* Start EXCERPTED TEXT *

The Quaternary consists of the period from about 1,800,000 years ago to the present day – of which the period up to about 11,500 years ago is known as the Pleistocene. The great geologist Charles Lyell introduced the name referring to the most recent fossil layer – and the name comes from the Greek meaning ‘most new.’ For ordinary mortals, ‘Pleistocene’ immediately invokes images of the famous children’s modelling clay ‘plasticene’ – and this is a handy reminder, for as the clay is mouldable in nature – so the great glaciers of the period effectively moulded and shaped the Ingleborough landscape into the features we see today.
The North of England was dry land for millions of years before the Pleistocene, during which the land was steadily rising and massive amounts of erosion was taking place, stripping away most of the ‘Millstone Grit‘ and coal measures. Ribblesdale and Chapel-le-Dale, either side of the Ingleborough massif, were recognised river valleys, although their floors were about 80 metres (240 feet) higher than before the ice came along. Even as long as a million years ago, the Three Peaks would have had recognisable summits so it is not true to say they were formed as a result of glaciation alone. However, the glaciers had more of an impact on what we see today than any other influence.
We will never know how many glaciations there have been, but what we do know is that, during the Pleistocene (1.8 million to 11,500 years ago) there were at least two dominant glaciations with a series of warm (inter-stadial) and cold (stadial) periods in between. Currently we are in a warm ‘inter-stadial period known as the Holocene which has contained all the great events of world history, but which – when considered in geological context makes even the Stone Age seem ridiculously recent!
The biggest and most spectacular Pleistocene event was the great Anglian Glaciation which began to wreak havoc on the Dales landscape around Ingleborough from about 460,000 to 380,000 years ago. Everything we can now see in the landscape was completely smothered by great ice sheets moving south from Scandinavia and stretching down as far as the Midlands. It’s hard to imagine, but the top of the ice sheet was an incredible 1200 metres (4000 feet) above the sea, so the Three Peaks were totally covered. Ice, like anything, flows best where there is least resistance, so flow over the summit of the mountain was sluggish and relatively slow – meaning the gritstone cap was not fully removed. The valleys on either side, however, now well-known as Chapel-le-Dale, and Ribblesdale, were deepened by the powerful scouring action of faster moving ice.

* End EXCERPTED TEXT *

Rewrite the passage on the Ingleborough glaciation from "The biggest and" to "faster moving ice.", changing "Anglian Glaciation" to "Anglian Stage".

* Start GIVEN DATA *

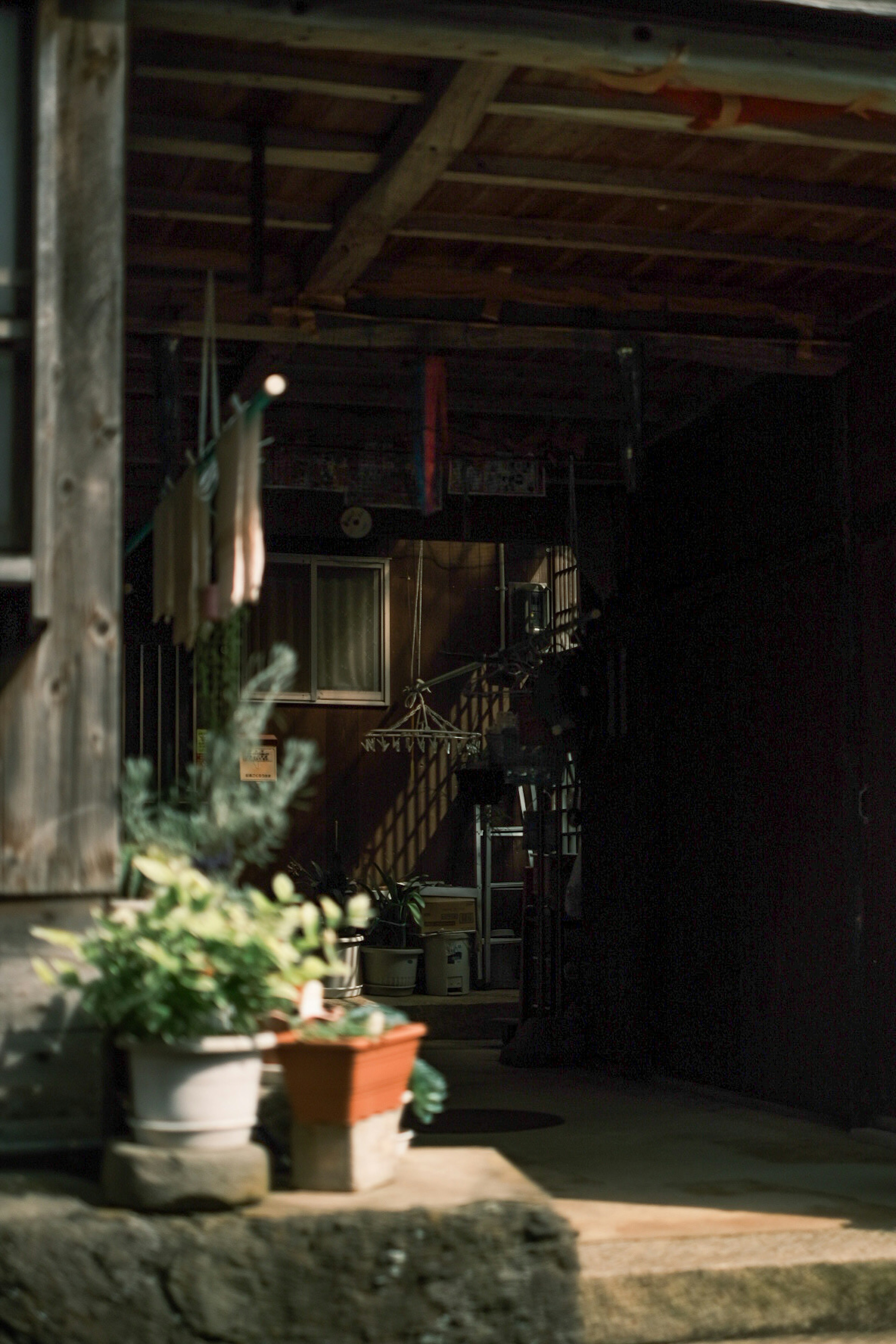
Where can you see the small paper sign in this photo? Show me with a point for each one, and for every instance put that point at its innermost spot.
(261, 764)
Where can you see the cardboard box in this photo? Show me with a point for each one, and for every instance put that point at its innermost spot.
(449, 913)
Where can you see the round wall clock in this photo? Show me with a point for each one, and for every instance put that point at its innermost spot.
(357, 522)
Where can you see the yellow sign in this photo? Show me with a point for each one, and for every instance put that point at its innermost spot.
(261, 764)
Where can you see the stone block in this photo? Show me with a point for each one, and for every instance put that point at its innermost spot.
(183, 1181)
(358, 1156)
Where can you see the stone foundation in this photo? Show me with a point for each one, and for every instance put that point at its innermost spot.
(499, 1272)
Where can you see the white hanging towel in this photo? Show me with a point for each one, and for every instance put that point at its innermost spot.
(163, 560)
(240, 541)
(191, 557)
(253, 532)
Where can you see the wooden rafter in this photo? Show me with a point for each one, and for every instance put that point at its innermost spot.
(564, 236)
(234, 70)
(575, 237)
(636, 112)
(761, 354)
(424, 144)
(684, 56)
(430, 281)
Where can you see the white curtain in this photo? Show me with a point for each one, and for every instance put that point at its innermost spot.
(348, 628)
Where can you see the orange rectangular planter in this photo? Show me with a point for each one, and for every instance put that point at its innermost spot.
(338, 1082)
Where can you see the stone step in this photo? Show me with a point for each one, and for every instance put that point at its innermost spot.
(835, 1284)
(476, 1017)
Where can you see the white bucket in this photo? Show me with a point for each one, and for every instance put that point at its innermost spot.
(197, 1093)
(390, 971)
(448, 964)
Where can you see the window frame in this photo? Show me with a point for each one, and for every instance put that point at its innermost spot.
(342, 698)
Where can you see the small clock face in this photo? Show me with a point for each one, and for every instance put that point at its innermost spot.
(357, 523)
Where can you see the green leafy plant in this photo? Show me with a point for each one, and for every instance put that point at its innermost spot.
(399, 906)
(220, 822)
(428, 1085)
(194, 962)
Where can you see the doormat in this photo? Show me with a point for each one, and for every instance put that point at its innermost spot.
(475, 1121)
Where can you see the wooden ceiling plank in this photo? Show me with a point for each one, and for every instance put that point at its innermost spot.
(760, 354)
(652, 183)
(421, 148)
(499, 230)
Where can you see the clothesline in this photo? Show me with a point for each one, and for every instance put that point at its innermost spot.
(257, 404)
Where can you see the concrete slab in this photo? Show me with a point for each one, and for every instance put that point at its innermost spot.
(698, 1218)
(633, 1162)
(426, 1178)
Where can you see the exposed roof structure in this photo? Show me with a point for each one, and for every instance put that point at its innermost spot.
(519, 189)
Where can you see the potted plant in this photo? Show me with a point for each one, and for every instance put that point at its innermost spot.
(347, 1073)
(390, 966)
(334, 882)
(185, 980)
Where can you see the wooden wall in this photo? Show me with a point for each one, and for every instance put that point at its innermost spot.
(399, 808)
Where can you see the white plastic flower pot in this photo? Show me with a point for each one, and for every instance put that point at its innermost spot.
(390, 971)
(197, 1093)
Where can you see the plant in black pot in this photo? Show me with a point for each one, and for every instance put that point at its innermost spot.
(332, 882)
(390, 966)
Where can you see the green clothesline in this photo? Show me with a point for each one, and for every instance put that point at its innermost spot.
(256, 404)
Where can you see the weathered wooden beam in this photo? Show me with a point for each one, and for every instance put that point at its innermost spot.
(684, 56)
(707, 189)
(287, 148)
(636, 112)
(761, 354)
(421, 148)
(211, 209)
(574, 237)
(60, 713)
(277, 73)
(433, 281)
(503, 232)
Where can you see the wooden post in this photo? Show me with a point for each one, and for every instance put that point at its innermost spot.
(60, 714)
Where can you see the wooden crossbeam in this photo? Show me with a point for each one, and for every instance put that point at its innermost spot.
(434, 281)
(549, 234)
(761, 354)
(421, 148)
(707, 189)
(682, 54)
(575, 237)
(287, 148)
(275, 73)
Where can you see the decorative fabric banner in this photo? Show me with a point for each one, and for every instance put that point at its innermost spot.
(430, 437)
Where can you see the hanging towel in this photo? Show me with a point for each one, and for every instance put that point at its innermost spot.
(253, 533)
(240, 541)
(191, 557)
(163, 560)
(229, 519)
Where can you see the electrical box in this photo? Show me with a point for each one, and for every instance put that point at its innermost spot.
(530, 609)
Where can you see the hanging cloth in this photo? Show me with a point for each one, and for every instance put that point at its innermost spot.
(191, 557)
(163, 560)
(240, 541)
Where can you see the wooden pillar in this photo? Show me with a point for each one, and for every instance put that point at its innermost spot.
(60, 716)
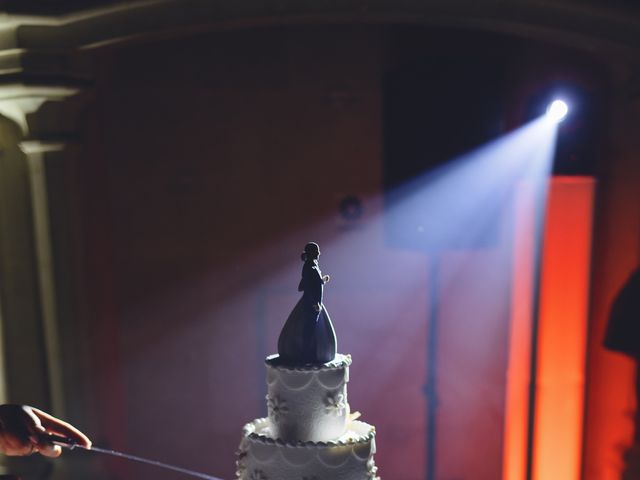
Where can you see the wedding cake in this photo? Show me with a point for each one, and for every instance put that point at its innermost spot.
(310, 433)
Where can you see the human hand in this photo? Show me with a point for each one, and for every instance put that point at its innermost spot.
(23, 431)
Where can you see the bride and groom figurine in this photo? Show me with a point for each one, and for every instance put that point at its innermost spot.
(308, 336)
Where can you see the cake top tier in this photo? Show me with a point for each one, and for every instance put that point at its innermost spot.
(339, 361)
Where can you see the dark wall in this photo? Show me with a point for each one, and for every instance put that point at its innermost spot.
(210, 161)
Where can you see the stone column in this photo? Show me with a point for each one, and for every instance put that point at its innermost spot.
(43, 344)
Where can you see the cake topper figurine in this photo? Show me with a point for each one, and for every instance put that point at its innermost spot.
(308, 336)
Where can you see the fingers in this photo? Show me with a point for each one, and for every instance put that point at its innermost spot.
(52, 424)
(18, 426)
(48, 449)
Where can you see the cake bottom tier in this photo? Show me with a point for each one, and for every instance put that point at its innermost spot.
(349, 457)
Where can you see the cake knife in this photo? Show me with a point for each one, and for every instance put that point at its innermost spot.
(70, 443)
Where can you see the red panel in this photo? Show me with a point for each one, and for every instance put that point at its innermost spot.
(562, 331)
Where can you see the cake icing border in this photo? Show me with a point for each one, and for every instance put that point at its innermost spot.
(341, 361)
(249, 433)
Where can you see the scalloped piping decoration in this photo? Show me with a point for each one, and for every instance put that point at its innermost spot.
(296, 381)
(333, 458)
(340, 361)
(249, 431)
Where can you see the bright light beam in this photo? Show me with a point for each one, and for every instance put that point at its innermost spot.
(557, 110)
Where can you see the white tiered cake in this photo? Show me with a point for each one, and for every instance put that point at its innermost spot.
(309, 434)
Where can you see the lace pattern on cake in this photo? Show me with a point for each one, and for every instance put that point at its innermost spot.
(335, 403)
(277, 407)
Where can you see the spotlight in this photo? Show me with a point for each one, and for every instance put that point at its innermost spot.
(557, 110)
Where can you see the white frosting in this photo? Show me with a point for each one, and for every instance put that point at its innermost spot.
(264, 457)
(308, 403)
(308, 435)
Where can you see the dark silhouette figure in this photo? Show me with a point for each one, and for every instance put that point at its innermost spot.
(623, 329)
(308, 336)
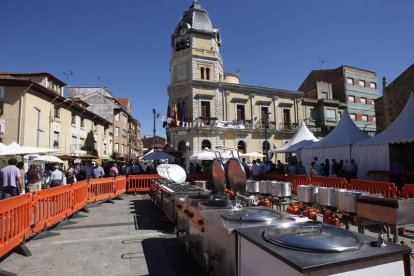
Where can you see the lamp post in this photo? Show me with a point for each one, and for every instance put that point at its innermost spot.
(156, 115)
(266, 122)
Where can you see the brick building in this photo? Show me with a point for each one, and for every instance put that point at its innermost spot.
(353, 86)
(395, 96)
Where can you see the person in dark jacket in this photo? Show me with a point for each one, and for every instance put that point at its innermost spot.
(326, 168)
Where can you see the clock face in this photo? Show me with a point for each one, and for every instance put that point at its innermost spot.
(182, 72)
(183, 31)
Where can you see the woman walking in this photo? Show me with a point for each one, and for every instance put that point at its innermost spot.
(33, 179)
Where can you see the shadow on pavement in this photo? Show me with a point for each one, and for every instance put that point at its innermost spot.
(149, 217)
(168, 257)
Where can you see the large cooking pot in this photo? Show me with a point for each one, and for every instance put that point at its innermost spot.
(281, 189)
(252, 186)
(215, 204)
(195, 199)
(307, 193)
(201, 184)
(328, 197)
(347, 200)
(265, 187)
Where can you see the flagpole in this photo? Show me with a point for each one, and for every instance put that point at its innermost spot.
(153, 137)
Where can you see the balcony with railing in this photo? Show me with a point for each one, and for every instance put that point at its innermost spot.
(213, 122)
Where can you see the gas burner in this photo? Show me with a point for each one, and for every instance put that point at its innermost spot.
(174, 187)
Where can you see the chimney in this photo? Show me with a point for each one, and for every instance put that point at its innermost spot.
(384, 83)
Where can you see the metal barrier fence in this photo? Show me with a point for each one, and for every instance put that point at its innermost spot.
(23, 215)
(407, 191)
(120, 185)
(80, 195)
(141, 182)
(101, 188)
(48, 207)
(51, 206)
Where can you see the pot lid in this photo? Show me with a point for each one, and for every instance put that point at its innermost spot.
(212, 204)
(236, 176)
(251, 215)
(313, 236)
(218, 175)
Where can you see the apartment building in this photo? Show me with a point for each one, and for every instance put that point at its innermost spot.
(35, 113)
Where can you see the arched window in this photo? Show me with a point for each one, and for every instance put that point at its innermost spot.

* End GIVEN DATA *

_OUTPUT FOR THIS EXERCISE_:
The biggest and most spectacular Pleistocene event was the great Anglian Stage which began to wreak havoc on the Dales landscape around Ingleborough from about 460,000 to 380,000 years ago. Everything we can now see in the landscape was completely smothered by great ice sheets moving south from Scandinavia and stretching down as far as the Midlands. It’s hard to imagine, but the top of the ice sheet was an incredible 1200 metres (4000 feet) above the sea, so the Three Peaks were totally covered. Ice, like anything, flows best where there is least resistance, so flow over the summit of the mountain was sluggish and relatively slow – meaning the gritstone cap was not fully removed. The valleys on either side, however, now well-known as Chapel-le-Dale, and Ribblesdale, were deepened by the powerful scouring action of faster moving ice.